▸ Reading text:
----------

Yet in "Sideways" Payne has done extraordinary work, making something extremely difficult appear easy and natural. His film, it's true, deals with familiar territory and is somewhat predictable, but only in the way Shakespearian comedy (to which in its moments of lyrical dialogue and its contrasting couples it bears some resemblance)is predictable. What Payne has crafted here, in fact, is the cinematic equivalent of a towering and elegant soufflé, rising so high because wholly free of either sentimentality or cynicism. Such comic work may look easy, but it's no mean feat. Consider for an example of the film's excellence the lengthy scene at Sandra Oh's house where the leading couple, Madsen and Giamatti, sit on a patio and discourse amusingly and in her case beautifully of wine and themselves. Surely no better dialogue has appeared on screen since, say, that in the highly verbal "All About Eve." And as a scene of male-female comedy and missed opportunity, this too rivals those in any classic romantic comedy. One would have to be a stone not to laugh at it and be moved as well. To banter consequently, as some in the press have done, about why "Sideways" is a GOOD film but not a GREAT one is to fall victim, I suspect, only to a bad case of self-importance.
The Aviator (2004)

----------

▸ Data for review:
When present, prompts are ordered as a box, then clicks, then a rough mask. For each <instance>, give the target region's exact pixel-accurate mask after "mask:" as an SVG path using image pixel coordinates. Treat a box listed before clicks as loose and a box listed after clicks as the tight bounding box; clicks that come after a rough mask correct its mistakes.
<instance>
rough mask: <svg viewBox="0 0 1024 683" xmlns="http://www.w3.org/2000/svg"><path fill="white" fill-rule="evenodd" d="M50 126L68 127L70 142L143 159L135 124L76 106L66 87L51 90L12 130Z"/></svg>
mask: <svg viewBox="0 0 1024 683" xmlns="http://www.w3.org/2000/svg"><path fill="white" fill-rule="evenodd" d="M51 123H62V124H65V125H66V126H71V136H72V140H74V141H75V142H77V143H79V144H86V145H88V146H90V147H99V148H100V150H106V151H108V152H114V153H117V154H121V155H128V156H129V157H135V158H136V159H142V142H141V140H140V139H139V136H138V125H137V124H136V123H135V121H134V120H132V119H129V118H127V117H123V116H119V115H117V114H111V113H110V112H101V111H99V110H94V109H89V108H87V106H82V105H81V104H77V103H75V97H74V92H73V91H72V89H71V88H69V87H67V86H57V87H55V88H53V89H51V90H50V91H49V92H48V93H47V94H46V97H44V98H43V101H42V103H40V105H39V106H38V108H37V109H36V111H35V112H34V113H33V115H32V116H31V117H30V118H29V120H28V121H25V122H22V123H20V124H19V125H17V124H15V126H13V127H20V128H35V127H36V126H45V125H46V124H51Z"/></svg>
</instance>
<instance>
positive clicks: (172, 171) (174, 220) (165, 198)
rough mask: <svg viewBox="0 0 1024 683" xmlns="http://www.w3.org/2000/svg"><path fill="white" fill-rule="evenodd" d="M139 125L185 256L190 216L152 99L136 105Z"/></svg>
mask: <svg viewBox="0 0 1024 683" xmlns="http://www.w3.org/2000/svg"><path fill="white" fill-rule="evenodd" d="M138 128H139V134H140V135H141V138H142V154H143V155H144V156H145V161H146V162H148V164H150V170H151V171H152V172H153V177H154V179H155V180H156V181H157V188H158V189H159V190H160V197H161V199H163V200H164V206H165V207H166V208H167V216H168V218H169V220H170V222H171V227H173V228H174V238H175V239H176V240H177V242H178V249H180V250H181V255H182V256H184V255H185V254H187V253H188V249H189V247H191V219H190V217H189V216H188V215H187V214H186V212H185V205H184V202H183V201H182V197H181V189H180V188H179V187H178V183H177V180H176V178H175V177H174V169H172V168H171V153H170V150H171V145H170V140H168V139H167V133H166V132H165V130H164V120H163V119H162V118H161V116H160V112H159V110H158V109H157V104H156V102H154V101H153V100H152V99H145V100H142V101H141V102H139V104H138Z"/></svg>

----------

▸ What is being asked:
Answer these questions about the review of "Sideways":
1. What dish is the film compared to?
2. Where does the lengthy patio scene take place?
3. Which earlier film does the reviewer name when praising the dialogue?

▸ Task response:
1. A towering and elegant soufflé.
2. At Sandra Oh's house.
3. "All About Eve."